• PROVIDED PASSAGE:
★ ★ ★ ★ ★ ★ ★

If the trust is to purchase the home, courts and trustees generally will not approve more than 20 percent of trust assets to be used for this purpose. Operating expenses of the home must be considered as well as the personal injury victim’s other needs for the rest of his or her lifetime. If the trust purchases a home to be occupied by other family members, the other family members should be able to pay a pro rata share of these operating expenses and are often unable or unwilling to do so. Some trustees will refuse to serve, if the trust owns a home.
- Modifications to the Home. In many instances the family owns a home, but it is no longer suitable because of the injuries sustained by the personal injury victim. Modifications can be made to the existing home to accommodate the individual with disabilities. These modifications often include installation of handicap ramps, altering the bathrooms to make them handicap accessible, installation of chair lifts or elevators, or adding an addition to the first floor for sleeping accommodations for the family member with disabilities. Courts usually will readily approve these modifications. Some families want to go further and install swimming pools, cabanas, and other amenities. In some cases, these are perfectly justified; in others, they are really more for the benefit of other family members and must be carefully scrutinized. The question then becomes, “can trust money be used to modify a home not owned by the trust?” Where an SNT is involved, many State Medicaid Agencies require that the homeowner grant the trust a lien on the value of the home before and after improvements.

★ ★ ★ ★ ★ ★ ★

• LIST OF TASKS:
1. Transcribe the passage on trusts and housing from "If the trust is" up to and including "owns a home.".
2. Pick up the passage on trusts and housing for personal injury victims after its final sentence and keep writing.

• RAW DATA:
★ ★ ★ ★ ★ ★ ★

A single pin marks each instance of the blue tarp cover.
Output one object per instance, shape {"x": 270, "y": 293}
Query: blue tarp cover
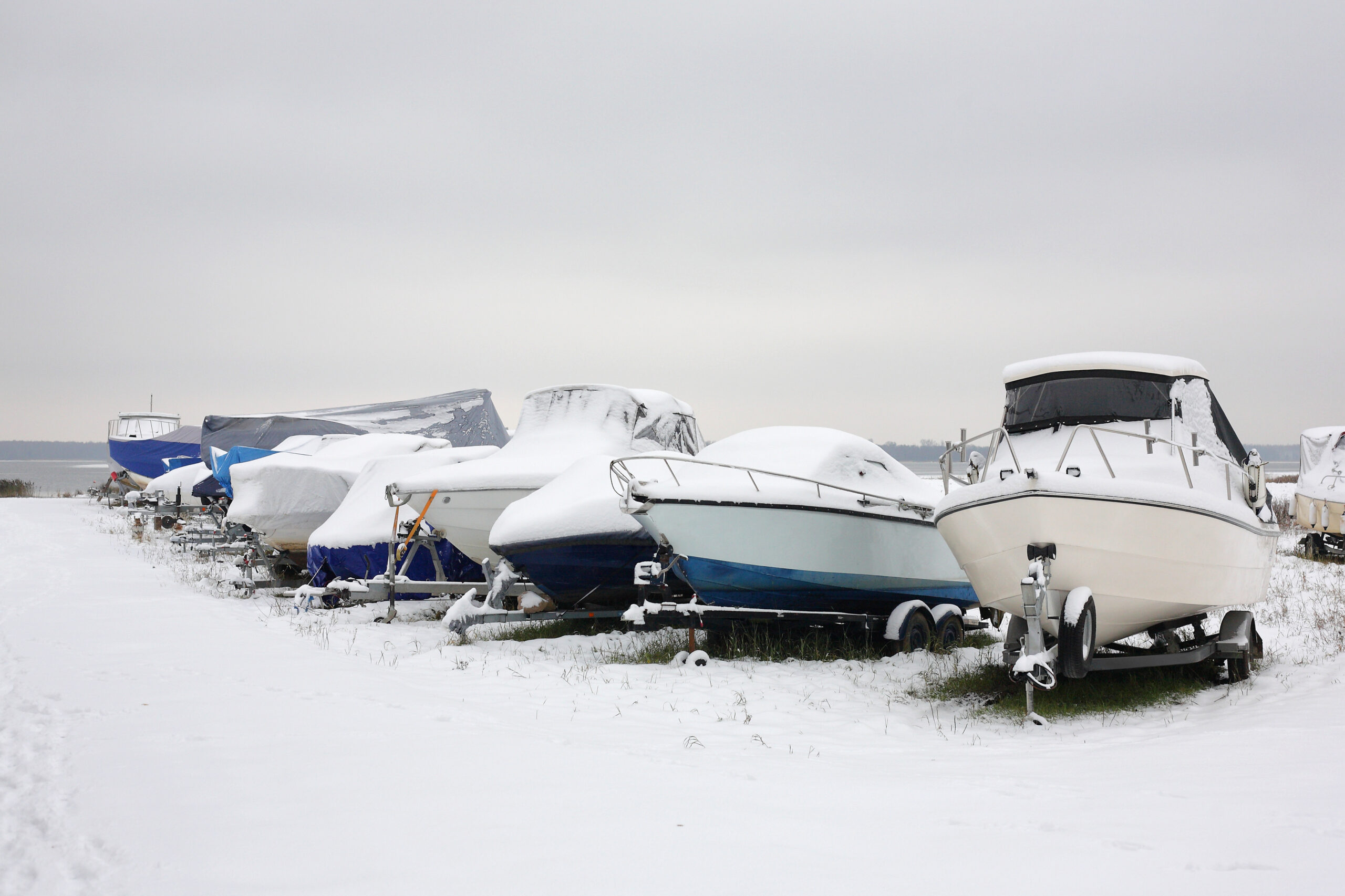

★ ★ ★ ★ ★ ★ ★

• ANSWERS BY ITEM:
1.
If the trust is to purchase the home, courts and trustees generally will not approve more than 20 percent of trust assets to be used for this purpose. Operating expenses of the home must be considered as well as the personal injury victim’s other needs for the rest of his or her lifetime. If the trust purchases a home to be occupied by other family members, the other family members should be able to pay a pro rata share of these operating expenses and are often unable or unwilling to do so. Some trustees will refuse to serve, if the trust owns a home.

2.
- Either an SNT or an SPT can purchase a vehicle. Most trustees do not want to own the vehicle but are willing to expend money to purchase the vehicle to be titled in the name of the person with disabilities, if appropriate, or in the name of another family member. The trustee then takes back a lien on the vehicle. Many family members want to purchase luxury vehicles that are unnecessary. Good trustees will resist this effort and agree only to purchase an average-priced vehicle. The same is true of a handicap van. Courts and State Medicaid Agencies are willing to approve purchase of a handicap van with appropriate equipment but are reluctant to approve unnecessary luxury features.
- Parents as Caregivers. Parents often want to or are forced to quit their jobs and have the trust pay them as a caregiver. Trustees, SSA, and most State Medicaid Agencies have no objection to this, so long as compensation is reasonable. However, many families want excessive compensation—often in excess of $100,000-$150,000 per year. Parents have an obligation to support their children, however, and distributions from SNTs and SPTs cannot be used to satisfy that obligation of support. Each state has guidelines on how to calculate the legal obligation of support. In general, these guidelines should be followed. Both courts and State Medicaid Agencies recognize that where a child with disabilities is involved, the parents’ actual obligation of support exceeds the normal obligation of support, and both courts and State Medicaid Agencies will approve trust distributions for these extra support obligations. However, SSA has said an SNT “cannot pay mom to be mom.” Parents can be paid only for the extraordinary care that they provide.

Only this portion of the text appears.